[SUPPLIED DATA]:
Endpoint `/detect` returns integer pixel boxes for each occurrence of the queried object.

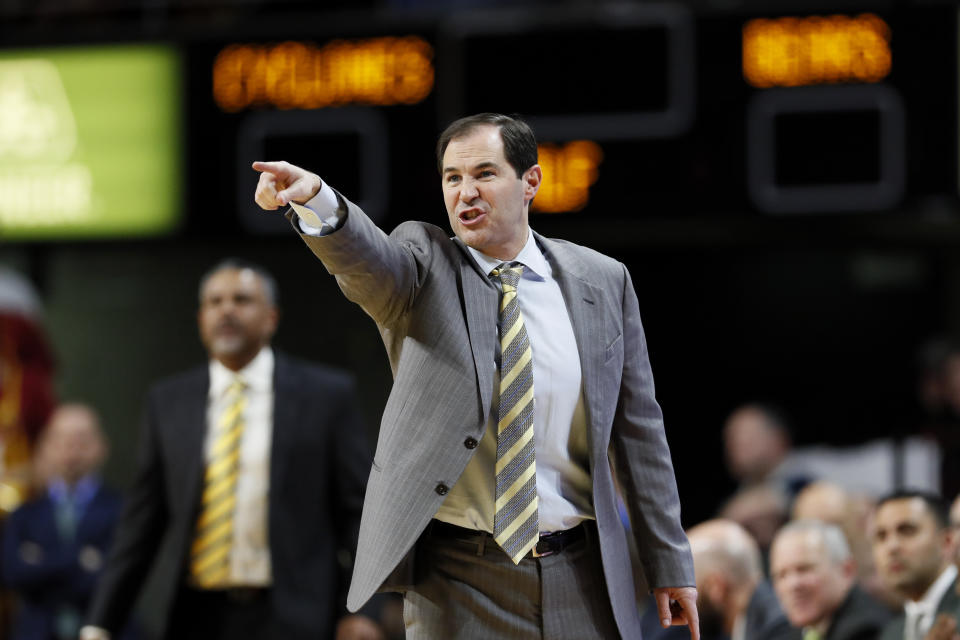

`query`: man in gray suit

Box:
[253,114,699,640]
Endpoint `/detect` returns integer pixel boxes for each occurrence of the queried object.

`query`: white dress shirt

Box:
[903,563,957,640]
[80,347,274,640]
[204,347,274,586]
[291,189,595,533]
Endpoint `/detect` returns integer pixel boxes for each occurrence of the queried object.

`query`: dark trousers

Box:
[165,587,284,640]
[403,521,620,640]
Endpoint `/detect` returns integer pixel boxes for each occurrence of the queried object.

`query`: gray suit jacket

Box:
[295,196,694,638]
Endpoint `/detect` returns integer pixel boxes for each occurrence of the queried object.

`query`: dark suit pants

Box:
[403,521,620,640]
[166,588,299,640]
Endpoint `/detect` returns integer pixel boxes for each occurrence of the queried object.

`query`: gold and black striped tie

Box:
[493,262,540,563]
[190,376,247,589]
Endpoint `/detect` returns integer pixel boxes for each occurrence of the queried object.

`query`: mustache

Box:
[213,318,242,333]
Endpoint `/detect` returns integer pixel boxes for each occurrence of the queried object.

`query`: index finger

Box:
[682,596,700,640]
[251,160,283,175]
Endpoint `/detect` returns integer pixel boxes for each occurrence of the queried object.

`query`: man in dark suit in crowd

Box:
[81,260,380,640]
[770,520,890,640]
[873,491,960,640]
[254,114,698,640]
[3,404,120,640]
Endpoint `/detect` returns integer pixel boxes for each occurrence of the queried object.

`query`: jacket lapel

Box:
[172,367,210,509]
[534,232,606,464]
[454,238,500,421]
[268,351,300,500]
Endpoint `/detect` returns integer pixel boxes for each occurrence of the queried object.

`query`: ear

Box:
[266,306,280,342]
[520,164,543,204]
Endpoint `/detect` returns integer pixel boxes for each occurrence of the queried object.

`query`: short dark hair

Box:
[197,258,280,307]
[877,489,950,529]
[437,113,537,178]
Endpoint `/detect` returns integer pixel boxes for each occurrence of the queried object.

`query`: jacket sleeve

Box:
[87,393,169,633]
[611,267,695,588]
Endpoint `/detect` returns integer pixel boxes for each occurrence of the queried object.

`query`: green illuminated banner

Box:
[0,46,181,240]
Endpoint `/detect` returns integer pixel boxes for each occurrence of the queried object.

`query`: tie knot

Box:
[227,376,247,393]
[491,262,523,288]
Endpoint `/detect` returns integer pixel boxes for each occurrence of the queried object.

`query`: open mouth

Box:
[457,208,487,226]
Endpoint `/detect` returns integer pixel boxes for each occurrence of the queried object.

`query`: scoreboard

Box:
[0,2,960,240]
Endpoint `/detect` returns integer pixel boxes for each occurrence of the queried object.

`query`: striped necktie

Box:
[493,262,540,563]
[190,376,247,589]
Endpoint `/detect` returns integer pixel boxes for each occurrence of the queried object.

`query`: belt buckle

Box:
[530,538,556,558]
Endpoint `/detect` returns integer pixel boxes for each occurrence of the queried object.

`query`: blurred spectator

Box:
[873,491,960,640]
[687,520,794,640]
[81,259,382,640]
[792,482,903,608]
[720,485,789,566]
[0,267,54,516]
[770,520,890,640]
[3,404,120,640]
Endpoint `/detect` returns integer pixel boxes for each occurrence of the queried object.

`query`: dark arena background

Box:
[0,0,960,632]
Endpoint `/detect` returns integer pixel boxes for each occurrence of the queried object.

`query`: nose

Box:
[460,177,480,204]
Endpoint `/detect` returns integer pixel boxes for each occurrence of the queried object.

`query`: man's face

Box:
[442,125,541,260]
[198,269,277,370]
[770,531,853,627]
[41,405,106,484]
[873,498,950,600]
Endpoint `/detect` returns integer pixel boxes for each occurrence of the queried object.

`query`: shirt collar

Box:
[903,563,957,615]
[47,474,100,506]
[210,347,274,398]
[467,227,552,280]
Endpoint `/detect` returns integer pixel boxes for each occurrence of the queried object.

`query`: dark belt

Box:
[427,520,584,558]
[190,587,270,604]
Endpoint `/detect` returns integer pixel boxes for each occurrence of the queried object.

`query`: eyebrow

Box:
[443,160,500,175]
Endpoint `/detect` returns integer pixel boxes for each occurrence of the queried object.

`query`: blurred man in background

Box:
[791,481,903,609]
[770,520,890,640]
[873,491,960,640]
[81,260,381,640]
[687,520,795,640]
[3,404,120,640]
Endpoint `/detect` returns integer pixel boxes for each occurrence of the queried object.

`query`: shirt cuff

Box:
[290,182,341,236]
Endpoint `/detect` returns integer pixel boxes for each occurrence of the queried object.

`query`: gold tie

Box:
[493,262,540,563]
[190,376,247,589]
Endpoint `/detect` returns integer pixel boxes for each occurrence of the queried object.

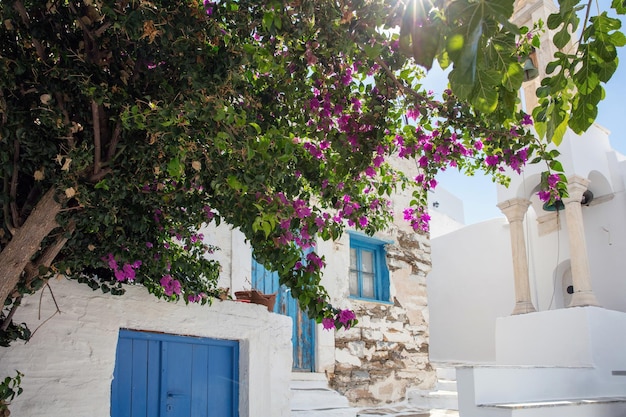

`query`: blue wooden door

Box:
[111,330,239,417]
[252,259,315,372]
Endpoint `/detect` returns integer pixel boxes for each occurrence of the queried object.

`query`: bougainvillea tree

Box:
[0,0,624,337]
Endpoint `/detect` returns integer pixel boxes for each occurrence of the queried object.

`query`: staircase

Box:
[407,365,459,410]
[291,372,357,417]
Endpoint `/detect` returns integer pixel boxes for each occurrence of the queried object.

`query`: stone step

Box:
[407,390,459,410]
[291,388,350,411]
[437,379,457,392]
[476,397,626,417]
[290,373,356,417]
[435,365,456,381]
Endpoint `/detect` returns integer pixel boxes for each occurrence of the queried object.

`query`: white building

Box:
[0,163,436,417]
[428,1,626,417]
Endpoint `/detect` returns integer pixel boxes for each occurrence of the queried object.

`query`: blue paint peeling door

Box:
[252,259,316,372]
[111,330,239,417]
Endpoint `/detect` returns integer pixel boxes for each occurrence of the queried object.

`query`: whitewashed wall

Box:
[428,125,626,363]
[0,279,291,417]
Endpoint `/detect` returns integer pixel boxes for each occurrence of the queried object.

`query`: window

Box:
[350,233,389,302]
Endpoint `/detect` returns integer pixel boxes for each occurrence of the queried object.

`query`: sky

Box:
[425,0,626,225]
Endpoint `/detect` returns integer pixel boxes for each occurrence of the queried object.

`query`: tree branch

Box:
[9,139,22,228]
[54,92,74,148]
[13,0,46,61]
[24,221,76,289]
[91,99,102,175]
[0,295,22,332]
[107,118,122,162]
[0,188,61,301]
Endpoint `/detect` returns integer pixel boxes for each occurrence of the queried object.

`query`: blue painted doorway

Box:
[252,259,316,372]
[111,329,239,417]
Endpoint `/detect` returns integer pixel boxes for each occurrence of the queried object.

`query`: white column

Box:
[563,176,600,307]
[498,198,536,315]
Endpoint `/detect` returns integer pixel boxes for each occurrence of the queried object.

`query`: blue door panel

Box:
[252,259,316,372]
[111,330,239,417]
[130,340,149,417]
[161,342,193,417]
[111,338,133,416]
[207,346,237,417]
[191,345,210,416]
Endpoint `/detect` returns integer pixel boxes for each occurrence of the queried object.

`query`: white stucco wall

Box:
[428,121,626,363]
[427,219,515,363]
[0,279,291,417]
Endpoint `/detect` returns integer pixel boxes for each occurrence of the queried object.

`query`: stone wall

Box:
[330,230,436,406]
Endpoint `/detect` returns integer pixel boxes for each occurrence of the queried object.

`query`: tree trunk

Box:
[0,188,61,302]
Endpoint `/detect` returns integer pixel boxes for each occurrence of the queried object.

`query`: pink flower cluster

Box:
[403,207,430,232]
[322,309,356,330]
[537,174,561,202]
[159,274,181,297]
[100,253,141,282]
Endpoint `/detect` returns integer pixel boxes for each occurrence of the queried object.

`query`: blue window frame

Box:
[350,233,389,302]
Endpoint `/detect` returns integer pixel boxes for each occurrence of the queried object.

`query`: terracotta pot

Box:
[235,290,276,312]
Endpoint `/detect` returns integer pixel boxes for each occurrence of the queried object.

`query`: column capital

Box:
[563,175,591,204]
[498,198,530,223]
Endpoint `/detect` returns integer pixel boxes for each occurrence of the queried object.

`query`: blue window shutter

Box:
[350,233,390,302]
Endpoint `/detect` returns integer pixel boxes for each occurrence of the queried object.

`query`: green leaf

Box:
[472,70,500,113]
[167,158,185,179]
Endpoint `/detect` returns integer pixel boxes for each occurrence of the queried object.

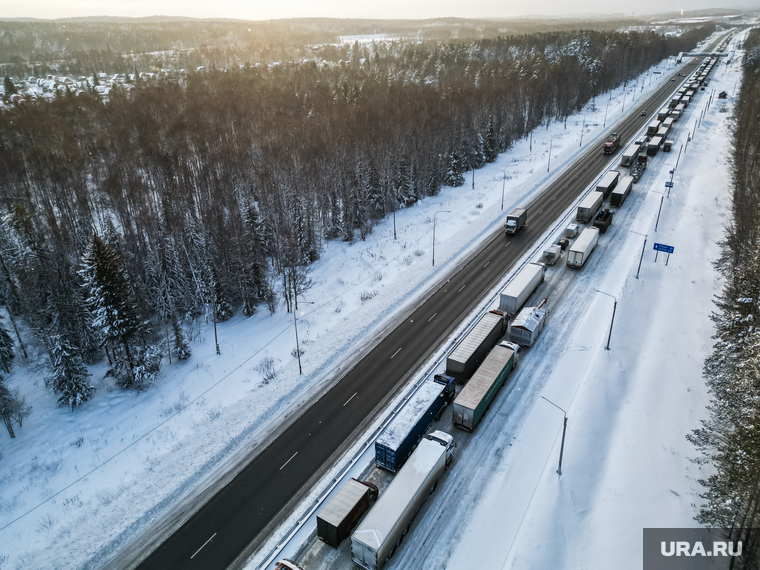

[TASK TO CARRY OUT]:
Which lines of the material above contain the word "green"? Gather every one of them, and treat a difference in letter case as a mismatch.

[COMPLETE ANSWER]:
`query`: green illuminated banner
`query`: green leaf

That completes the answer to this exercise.